# Watch Inscriptions



## Shiner (Mar 2, 2011)

You see plenty of inscriptions on pocket watches to people for 25 years service etc., but I have this one which is a little more unusual. Is there any more out slightly different inscriptions out there?


----------



## Shiner (Mar 2, 2011)

The demi-hunter case is in superb condition. Looks like he chucked it in a drawer and never used it.


----------



## Shiner (Mar 2, 2011)

With a good quality Waltham movement.


----------



## JWL940 (Jun 11, 2010)

I've read a number of threads over the years where people dislike inscriptions feeling they devalue the item. Personally I like to see them and feel they add to the history of the watch (initials on a cartouche however are a different matter).

Although I wouldn't call it 'unusual' I have one PW presented to A Cooper for 25 years service. It is in a Dennison case dated Birmingham 1926. Mr Cooper's company was Brunner, Mond and Co Ltd. In 1926, along with three other companies they amalgamated to become ICI.

Unfortunately my photographic skills aren't quite up to your skills Shiner.


----------



## Shiner (Mar 2, 2011)

This is an inscription that I am researching at the moment.

This is what would be considered an average pocket watch form the late 19th century, and I have managed to trace some of it's history because of the inscription on the inside of the case.









The amateurishly inscribed inscription reads:-

Frank Underwood Williamson

129 Primrose Street

Kearsley

Farnworth

In the late Victorian era Farnworth was a small industrial town on the outskirts of Bolton in Lancashire. It would have been a grimey northern working class town whose population would have been employed mainly in the cotton and paper mills and the coal mines in the area.

**WORK TO COMPLETE**
(1) In the thread on watch inscriptions, what did Brunner, Mond and Co Ltd become in 1926 after amalgamating with three other companies?
(2) Answer yes or no for each statement, checking it against the thread on watch inscriptions, and quote the words that decide it: (a) The demi-hunter case is in poor condition. (b) The watch presented to A Cooper is in a Dennison case dated Birmingham 1926. (c) Farnworth was a small industrial town on the outskirts of Bolton in Lancashire.
The lines that follow have no connection to the thread on watch inscriptions.

**DATA SHOWN**
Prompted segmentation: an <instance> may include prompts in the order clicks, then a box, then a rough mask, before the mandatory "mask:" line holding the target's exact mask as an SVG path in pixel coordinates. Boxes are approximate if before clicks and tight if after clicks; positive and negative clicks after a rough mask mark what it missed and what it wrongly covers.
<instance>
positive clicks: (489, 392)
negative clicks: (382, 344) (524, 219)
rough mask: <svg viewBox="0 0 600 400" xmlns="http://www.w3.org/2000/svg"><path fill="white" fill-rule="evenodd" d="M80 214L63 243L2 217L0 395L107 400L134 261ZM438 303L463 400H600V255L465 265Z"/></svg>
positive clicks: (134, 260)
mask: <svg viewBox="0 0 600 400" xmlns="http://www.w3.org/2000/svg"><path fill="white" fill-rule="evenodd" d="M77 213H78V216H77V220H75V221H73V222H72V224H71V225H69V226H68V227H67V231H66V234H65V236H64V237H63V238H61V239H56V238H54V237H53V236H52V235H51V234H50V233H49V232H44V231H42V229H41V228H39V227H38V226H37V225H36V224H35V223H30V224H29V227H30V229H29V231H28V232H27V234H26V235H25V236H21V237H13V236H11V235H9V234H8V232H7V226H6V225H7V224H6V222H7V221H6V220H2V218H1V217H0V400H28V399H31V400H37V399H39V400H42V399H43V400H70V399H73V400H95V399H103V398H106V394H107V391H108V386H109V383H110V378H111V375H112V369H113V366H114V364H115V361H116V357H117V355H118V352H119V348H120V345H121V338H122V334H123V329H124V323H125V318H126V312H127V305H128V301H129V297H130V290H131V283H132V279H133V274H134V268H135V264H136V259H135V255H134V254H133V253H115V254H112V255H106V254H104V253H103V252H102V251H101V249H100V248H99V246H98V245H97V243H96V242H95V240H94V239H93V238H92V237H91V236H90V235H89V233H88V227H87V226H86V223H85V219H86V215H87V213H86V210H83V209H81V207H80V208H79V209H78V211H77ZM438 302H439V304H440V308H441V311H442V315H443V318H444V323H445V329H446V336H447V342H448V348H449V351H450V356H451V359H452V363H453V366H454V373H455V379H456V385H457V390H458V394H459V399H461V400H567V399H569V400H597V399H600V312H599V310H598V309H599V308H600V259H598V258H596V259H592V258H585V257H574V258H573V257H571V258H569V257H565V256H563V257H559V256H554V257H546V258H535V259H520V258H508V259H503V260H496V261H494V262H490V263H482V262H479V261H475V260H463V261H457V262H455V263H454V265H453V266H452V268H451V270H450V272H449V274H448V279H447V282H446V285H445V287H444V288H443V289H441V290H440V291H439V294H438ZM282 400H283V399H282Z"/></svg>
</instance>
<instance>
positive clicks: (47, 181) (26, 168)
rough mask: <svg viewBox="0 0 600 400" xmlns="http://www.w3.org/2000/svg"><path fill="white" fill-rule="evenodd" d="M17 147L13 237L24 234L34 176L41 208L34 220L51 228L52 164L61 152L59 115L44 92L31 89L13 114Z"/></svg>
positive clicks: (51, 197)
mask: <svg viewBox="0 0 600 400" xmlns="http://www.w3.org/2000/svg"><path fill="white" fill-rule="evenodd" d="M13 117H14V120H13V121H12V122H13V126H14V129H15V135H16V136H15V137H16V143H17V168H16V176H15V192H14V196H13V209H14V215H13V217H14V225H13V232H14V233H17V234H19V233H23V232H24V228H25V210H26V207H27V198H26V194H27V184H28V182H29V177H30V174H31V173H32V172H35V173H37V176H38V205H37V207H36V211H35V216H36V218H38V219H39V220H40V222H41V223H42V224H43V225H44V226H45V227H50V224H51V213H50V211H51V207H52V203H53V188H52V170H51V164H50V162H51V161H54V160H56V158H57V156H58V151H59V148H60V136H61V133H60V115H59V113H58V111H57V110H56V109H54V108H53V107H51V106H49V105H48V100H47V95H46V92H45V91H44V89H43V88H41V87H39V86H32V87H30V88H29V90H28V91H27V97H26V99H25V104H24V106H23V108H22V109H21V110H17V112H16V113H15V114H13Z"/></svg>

**SET OF ANSWERS**
(1) ICI.

(2)
(a) No: "The demi-hunter case is in superb condition."
(b) Yes: "It is in a Dennison case dated Birmingham 1926."
(c) Yes: "Farnworth was a small industrial town on the outskirts of Bolton in Lancashire."